Every line below should be copied out exactly.

[Data shown]

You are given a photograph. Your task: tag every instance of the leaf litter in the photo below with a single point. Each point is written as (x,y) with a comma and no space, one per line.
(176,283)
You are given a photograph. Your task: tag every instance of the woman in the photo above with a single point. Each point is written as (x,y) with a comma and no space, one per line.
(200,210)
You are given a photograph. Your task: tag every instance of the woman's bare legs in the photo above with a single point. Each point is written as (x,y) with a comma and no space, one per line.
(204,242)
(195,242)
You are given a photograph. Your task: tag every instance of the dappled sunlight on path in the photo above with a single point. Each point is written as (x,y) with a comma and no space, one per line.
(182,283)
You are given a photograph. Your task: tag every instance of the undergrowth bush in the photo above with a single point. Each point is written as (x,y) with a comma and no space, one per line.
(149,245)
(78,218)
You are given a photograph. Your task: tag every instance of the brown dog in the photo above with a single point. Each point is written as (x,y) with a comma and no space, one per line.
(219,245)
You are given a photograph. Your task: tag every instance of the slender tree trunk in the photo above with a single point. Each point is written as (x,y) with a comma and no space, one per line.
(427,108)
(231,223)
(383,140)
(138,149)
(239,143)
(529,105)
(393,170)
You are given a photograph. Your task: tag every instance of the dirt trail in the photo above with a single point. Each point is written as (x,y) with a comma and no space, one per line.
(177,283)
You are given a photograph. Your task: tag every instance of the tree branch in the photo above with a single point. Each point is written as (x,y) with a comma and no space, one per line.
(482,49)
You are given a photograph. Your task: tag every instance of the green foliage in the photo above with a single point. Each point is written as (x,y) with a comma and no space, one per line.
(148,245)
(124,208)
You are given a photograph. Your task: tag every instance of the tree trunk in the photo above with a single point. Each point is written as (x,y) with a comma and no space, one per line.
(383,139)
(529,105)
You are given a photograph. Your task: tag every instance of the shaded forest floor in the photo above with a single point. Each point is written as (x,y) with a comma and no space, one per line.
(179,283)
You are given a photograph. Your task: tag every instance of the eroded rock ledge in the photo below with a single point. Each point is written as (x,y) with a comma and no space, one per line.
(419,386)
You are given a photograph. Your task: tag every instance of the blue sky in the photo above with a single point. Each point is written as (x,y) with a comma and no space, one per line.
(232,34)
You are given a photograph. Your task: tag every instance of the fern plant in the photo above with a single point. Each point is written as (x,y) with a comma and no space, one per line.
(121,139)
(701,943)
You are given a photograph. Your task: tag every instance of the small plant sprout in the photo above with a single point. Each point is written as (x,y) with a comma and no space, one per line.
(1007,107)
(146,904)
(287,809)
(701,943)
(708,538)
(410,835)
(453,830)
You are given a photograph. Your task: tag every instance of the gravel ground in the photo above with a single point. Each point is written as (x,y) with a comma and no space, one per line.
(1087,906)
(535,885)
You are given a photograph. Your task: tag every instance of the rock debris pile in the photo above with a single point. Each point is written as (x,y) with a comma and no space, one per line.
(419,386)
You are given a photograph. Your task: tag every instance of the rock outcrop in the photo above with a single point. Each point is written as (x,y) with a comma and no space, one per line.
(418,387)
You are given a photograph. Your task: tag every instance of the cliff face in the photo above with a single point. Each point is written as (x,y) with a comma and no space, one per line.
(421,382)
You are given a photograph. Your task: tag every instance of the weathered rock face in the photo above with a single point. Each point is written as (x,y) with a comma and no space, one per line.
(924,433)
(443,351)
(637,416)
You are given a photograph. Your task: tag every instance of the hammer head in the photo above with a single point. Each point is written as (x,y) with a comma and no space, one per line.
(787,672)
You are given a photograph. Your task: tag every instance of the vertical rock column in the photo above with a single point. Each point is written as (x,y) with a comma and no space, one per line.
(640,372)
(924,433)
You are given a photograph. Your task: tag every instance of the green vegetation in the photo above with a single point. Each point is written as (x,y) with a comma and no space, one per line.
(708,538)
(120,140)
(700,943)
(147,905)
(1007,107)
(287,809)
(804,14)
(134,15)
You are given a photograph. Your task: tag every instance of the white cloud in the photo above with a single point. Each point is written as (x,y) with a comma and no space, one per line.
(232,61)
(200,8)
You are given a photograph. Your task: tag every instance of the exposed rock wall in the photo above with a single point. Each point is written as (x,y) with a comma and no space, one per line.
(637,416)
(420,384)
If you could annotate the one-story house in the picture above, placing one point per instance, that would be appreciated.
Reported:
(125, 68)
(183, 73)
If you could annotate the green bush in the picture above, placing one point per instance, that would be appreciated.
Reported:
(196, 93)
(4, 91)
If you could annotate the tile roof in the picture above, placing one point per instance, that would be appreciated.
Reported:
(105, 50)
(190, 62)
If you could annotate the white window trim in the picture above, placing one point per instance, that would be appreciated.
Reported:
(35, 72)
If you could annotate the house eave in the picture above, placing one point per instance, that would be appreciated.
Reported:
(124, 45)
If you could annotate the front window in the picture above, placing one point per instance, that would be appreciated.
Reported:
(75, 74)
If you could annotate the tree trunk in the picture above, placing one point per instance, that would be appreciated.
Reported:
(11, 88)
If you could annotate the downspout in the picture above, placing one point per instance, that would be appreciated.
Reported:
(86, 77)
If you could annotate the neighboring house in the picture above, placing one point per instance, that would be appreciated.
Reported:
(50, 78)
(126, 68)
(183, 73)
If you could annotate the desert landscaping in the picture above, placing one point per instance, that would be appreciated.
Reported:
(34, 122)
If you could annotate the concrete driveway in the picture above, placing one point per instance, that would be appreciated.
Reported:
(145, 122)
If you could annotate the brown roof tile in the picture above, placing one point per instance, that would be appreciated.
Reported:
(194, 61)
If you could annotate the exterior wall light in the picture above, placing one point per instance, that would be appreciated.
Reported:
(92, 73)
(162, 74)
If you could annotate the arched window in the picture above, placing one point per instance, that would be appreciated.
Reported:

[/Data shown]

▸ Task solution
You are given a photograph. Your task: tag every instance of the leaf litter in the photo below with a single point. Each point is written as (x,y) with a comma and no space, one per line.
(176,283)
You are given a photograph. Your task: tag every instance of the woman in the photo above with a single point. Each point is written as (x,y) with a comma and no space, one per line.
(200,210)
You are given a photograph. Your task: tag every instance of the woman's bare legs in the photo above with a single point. Each point is written as (x,y) with a comma and no space, one per line.
(204,242)
(195,242)
You are given a photograph. Your task: tag every instance of the dappled sunlight on path in the photo above with a single point. Each point is written as (x,y) with a comma and no space, one per line.
(182,283)
You are given a photograph. Your task: tag every instance of the undergrowth bush in the photo above with a single point. Each point is written as (x,y) with a comma and no space, one per line.
(149,245)
(78,218)
You are given a photograph. Your task: tag every instance of the brown dog in the photo above with a single point. Each point is written as (x,y) with a comma and no space, one per line.
(219,245)
You are given a photograph. Your task: tag every instance of the slender tree trunk in the photo above with a single point. Each point is written as (x,y) with a comma and no space, one per line.
(427,108)
(231,223)
(383,140)
(138,149)
(239,143)
(529,105)
(393,170)
You are given a photograph. Your task: tag every instance of the dirt trail in the photo above with a single point. Each point is written as (x,y) with a comma and no space, one per line.
(177,283)
You are given a photograph. Your task: tag every instance of the tree branch in the photo above with a single point. Each point is written as (x,y) with a comma and no space, one per line.
(482,49)
You are given a photograph. Your task: tag every instance of the green foliage in the photo above with a single point. Each point is written as (x,y) with a comma and no space, one per line.
(148,245)
(124,208)
You are given a photograph. Your task: tag every instance of the tree trunk in the photo above with a single point. Each point is written as (x,y) with a comma and no space, one per line.
(383,139)
(529,105)
You are given a photograph. Your task: tag every instance of the shaded forest floor in the photo above with a single point. Each point is written as (x,y) with a comma and no space, one per line.
(179,283)
You are given a photograph. Your task: tag every instance of the eroded rock ledge in the photo below with a single point. Each point is written as (x,y) with a comma and no space, one per line.
(419,386)
You are given a photograph. Your task: tag every instance of the blue sky in the photo above with a single point. Each point is written as (x,y) with a comma and no space, one per line.
(232,34)
You are given a photograph. Your task: tag every instance of the fern plant in the photo above with a single point. Each point is written as (x,y) with a comma and no space, one per line.
(121,139)
(701,943)
You are given a photograph. Your task: tag every instance of the small plant sprout in the photo above with a single point. Each point is written as (x,y) with a comma and no space, one per line.
(1007,107)
(146,904)
(287,809)
(701,943)
(708,538)
(410,835)
(453,830)
You are given a photograph. Your task: tag every instance of the gravel ground in the photo above with a single point. Each point is written as (x,y) with a comma and no space, one per line.
(1087,906)
(535,885)
You are given a photograph. Your task: tag every instance of the rock debris pile in the photo above with a single point. Each point is written as (x,y) with a comma and no space, one per line.
(419,386)
You are given a photograph. Your task: tag every instance of the rock outcrop in the photo above with a single point. Each point is written as (x,y) with a comma and no space, one per line.
(418,387)
You are given a photograph. Your task: tag every instance of the cliff face in the photo above with a single point. Each point is written as (x,y) with a comma and no space, one per line.
(421,382)
You are given a photograph. Your task: tag every instance of the weathered rock face in the photo above with a single point. Each point is written as (x,y) with a comma and no space, one per line.
(924,433)
(443,351)
(637,416)
You are given a photograph. Your task: tag every instance of the hammer head in the photo above with a single point. Each point is written as (x,y) with a comma and no space, one per line.
(787,672)
You are given a photograph. Your task: tag every instance of the vertical rock column in the photo above with a single point. Each point is written as (x,y) with a comma and no space, one per line.
(640,372)
(924,433)
You are given a photograph. Your task: tag every instance of the green vegetation in the photo above with a single point. Each point is written as (x,y) with a comma and no space, one per line.
(708,538)
(120,140)
(700,943)
(147,905)
(1007,107)
(287,809)
(804,14)
(134,15)
You are given a photograph. Your task: tag every instance of the white cloud in the photo above with a single point. Each point is written as (x,y) with a comma and no space, one per line.
(232,61)
(200,8)
You are given a photograph. Your task: tag every instance of the exposed rock wall in the photo above with a single point. Each point is written as (x,y) with a comma and no space, one per line.
(637,416)
(420,384)
If you could annotate the one-story house in the picture above, placing one point per instance, that would be appreciated.
Reported:
(125, 68)
(183, 73)
If you could annotate the green bush in the picture above, placing one point per instance, that would be appreciated.
Reported:
(196, 93)
(4, 91)
If you could annotate the tile roof in the picture above, placing one point per instance, that would be appreciated.
Reported:
(105, 50)
(190, 62)
If you could annotate the white window trim in the picture above, placing one point per instance, that would be appreciated.
Reported:
(35, 72)
If you could annotate the house eave in the picture above, placing one point per instance, that would be appreciated.
Reported:
(124, 45)
If you could annotate the front window in the picture above, placing one point per instance, that would be appreciated.
Reported:
(75, 74)
If you could annotate the tree trunk in the picture above, placing one point per instance, that would be appreciated.
Reported:
(11, 88)
If you could annotate the downspout in the picture above, placing one point per instance, that would be appreciated.
Reported:
(86, 77)
If you could annotate the neighboring house in the picture above, placing one point per instance, that would be appreciated.
Reported:
(50, 78)
(126, 68)
(183, 73)
If you could annotate the desert landscaping in the picture above, placing one point per instance, that would be appreciated.
Reported:
(34, 122)
If you could annotate the concrete driveway in the picture above, placing one point per instance, that would be appreciated.
Reported:
(145, 122)
If you could annotate the brown roof tile in the picture above, placing one point per instance, that would be appreciated.
Reported:
(194, 61)
If you could annotate the exterior wall light in the picture above, placing one point per instance, that would be appreciated.
Reported:
(92, 73)
(162, 74)
If you could annotate the arched window in the picture above, placing one point per instance, that would be appreciated.
Reported:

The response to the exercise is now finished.